(Beginning of DATA FOR THIS TASK)

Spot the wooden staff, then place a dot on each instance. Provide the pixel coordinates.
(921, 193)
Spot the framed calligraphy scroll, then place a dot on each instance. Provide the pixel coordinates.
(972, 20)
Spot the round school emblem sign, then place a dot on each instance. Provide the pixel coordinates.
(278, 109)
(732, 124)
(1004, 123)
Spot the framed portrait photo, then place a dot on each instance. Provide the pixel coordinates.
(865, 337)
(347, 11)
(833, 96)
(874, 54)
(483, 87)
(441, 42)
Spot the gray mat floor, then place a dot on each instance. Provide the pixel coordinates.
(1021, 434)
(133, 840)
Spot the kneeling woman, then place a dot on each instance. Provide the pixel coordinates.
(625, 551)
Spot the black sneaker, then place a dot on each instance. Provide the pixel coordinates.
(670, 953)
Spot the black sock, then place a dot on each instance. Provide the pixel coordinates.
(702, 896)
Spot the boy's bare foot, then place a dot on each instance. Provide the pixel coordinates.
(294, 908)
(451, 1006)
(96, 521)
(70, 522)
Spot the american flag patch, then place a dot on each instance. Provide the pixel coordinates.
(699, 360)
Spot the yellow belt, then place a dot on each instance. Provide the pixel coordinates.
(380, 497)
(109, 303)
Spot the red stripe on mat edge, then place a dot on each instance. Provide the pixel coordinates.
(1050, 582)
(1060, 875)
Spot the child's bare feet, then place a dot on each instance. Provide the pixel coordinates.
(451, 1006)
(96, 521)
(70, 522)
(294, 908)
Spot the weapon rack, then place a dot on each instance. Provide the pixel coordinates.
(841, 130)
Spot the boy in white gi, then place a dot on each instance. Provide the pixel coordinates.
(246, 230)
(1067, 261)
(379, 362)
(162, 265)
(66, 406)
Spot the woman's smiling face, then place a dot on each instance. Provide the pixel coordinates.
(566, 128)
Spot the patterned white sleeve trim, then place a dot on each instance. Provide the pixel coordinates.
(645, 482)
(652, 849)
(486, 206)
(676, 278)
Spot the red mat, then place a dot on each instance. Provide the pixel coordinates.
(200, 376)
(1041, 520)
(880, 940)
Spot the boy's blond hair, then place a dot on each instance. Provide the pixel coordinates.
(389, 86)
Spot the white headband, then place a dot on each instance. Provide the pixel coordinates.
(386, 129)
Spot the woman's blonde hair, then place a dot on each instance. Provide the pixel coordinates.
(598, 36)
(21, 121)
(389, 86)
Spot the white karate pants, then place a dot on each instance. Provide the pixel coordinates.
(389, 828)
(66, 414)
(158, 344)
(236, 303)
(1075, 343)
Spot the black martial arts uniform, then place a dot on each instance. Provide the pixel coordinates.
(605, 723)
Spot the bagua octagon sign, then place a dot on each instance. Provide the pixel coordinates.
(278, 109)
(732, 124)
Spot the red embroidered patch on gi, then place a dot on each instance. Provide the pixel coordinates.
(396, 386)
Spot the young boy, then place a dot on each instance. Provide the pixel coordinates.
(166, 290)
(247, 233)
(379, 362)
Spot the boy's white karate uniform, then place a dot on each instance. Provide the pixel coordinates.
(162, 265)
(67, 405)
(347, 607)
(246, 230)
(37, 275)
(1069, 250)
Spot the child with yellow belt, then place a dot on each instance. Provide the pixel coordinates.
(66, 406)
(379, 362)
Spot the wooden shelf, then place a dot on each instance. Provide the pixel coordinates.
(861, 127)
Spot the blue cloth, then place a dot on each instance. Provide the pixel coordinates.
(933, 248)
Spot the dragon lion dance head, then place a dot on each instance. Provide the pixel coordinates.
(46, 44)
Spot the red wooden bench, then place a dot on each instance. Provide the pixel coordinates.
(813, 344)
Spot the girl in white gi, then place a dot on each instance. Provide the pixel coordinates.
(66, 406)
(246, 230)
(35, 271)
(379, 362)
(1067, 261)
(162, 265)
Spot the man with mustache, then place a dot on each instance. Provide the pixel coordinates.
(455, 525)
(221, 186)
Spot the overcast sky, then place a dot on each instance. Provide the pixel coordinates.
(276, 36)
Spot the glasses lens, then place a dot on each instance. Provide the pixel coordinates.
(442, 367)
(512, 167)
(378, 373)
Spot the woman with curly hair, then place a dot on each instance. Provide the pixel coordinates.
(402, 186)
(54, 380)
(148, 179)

(End of DATA FOR THIS TASK)

▶ TASK DETAILS
Go through the material and write each line out again exactly.

▶ SOLUTION FOR THIS PROBLEM
Spot the wooden staff, then place a dot on each instance. Provide the pixel coordinates.
(921, 193)
Spot the framed calligraphy scroll, then place a dot on each instance. Provide the pixel coordinates.
(972, 20)
Spot the round school emblem sign, then place a dot on each instance. Provide the pixel coordinates.
(278, 109)
(732, 124)
(1004, 123)
Spot the framed portrait photo, then place a dot on each instance. Provide the pixel coordinates.
(865, 337)
(347, 11)
(833, 96)
(874, 54)
(483, 87)
(441, 42)
Spot the gray mat floor, then place a dot on each instance. Provide the pixel coordinates.
(1021, 434)
(133, 840)
Spot the kneeling woman, then place a dot on each instance. Provide the pixel coordinates.
(625, 551)
Spot the black sneaker, then place a dot on each instance. Provide the pixel coordinates.
(670, 953)
Spot the black sock, then place a dot on each instance. Provide the pixel coordinates.
(702, 896)
Spot the boy's bare foot, then place a dot on each instance. Provide the pixel coordinates.
(294, 908)
(451, 1006)
(96, 521)
(70, 522)
Spot the american flag patch, then place a dot on each instance. Provide the pixel coordinates.
(699, 360)
Spot the yellow belt, then place a dot on each instance. Provide the pixel coordinates.
(380, 497)
(109, 303)
Spot the red stripe on mat edge, then place a dot on each instance. Provide the pixel coordinates.
(1050, 582)
(1060, 875)
Spot the child's bare feet, then place a dot on each instance. Provide the pixel coordinates.
(451, 1006)
(96, 521)
(70, 522)
(294, 908)
Spot the weapon rack, then place a dot on each instance. Provide the pixel coordinates.
(841, 130)
Spot the boy in white gi, then place a dot on each instance. Provide the pixel coordinates.
(246, 230)
(1067, 261)
(379, 362)
(162, 265)
(66, 406)
Spot the woman's smiling face, then place a dot on each instance. Provide the pixel coordinates.
(566, 128)
Spot the patterned white sleeve trim, then place a dot on each instance. Provide the pixel coordinates.
(645, 482)
(652, 849)
(486, 206)
(676, 278)
Spot the red mat, then place a dot on each instance. Provide the pixel coordinates.
(200, 376)
(1041, 520)
(880, 940)
Spot the boy's blond hair, then place a dot on each instance. Provide the pixel coordinates.
(389, 86)
Spot the white headband, then place a dot on each instance. Provide the pixel coordinates.
(386, 129)
Spot the woman's blonde hair, then place a dot on each instance. Provide the pixel coordinates.
(598, 36)
(21, 121)
(389, 86)
Spot the white karate pants, then place a dot on each instance. Provide the pixel coordinates.
(389, 828)
(66, 414)
(158, 344)
(236, 303)
(1075, 343)
Spot the black martial arts uniform, then place a dot on each instance. Provide the pixel coordinates.
(605, 723)
Spot the bagua octagon sign, then place a dot on each instance. Provide the pixel coordinates.
(278, 109)
(732, 124)
Spot the red embroidered patch on gi, then place a dot on each instance. Provide the pixel coordinates.
(396, 386)
Spot the young boy, then place a dot on each instance. Provide the pixel coordinates.
(166, 290)
(247, 233)
(379, 362)
Spot the boy's white karate uniform, then place a dot on each instance. Provide the pixel coordinates.
(162, 265)
(67, 405)
(347, 607)
(246, 230)
(37, 275)
(1069, 250)
Spot the child with yellow belt, then place a dot on each instance. Provide the pixel coordinates.
(66, 406)
(379, 362)
Spot the wooden shelf, then place a dot on each instance. Provide the pixel coordinates.
(861, 127)
Spot the blue cloth, then place a dot on each instance. Provide the pixel coordinates.
(933, 248)
Spot the dragon lion dance head, then place a dot on each instance. Provide the pixel coordinates.
(46, 44)
Spot the red wooden bench, then place a dot on each instance. Provide the pixel coordinates.
(813, 344)
Spot the girl in white gi, then place a dot on each instance. Provide the pixel coordinates.
(66, 406)
(246, 230)
(35, 271)
(379, 362)
(1067, 261)
(162, 265)
Spot the man with mustache, then place a dot on each instance. Provide the pixel coordinates.
(455, 525)
(221, 186)
Spot the overcast sky, then place a dot on each instance. Provide the pixel coordinates.
(276, 36)
Spot the glasses lens, then place a dot on each instance. Provide the pixel coordinates.
(442, 367)
(512, 167)
(378, 373)
Spot the woman with curly hair, then place a dot on each instance. Provide the pixel coordinates.
(402, 186)
(54, 380)
(148, 179)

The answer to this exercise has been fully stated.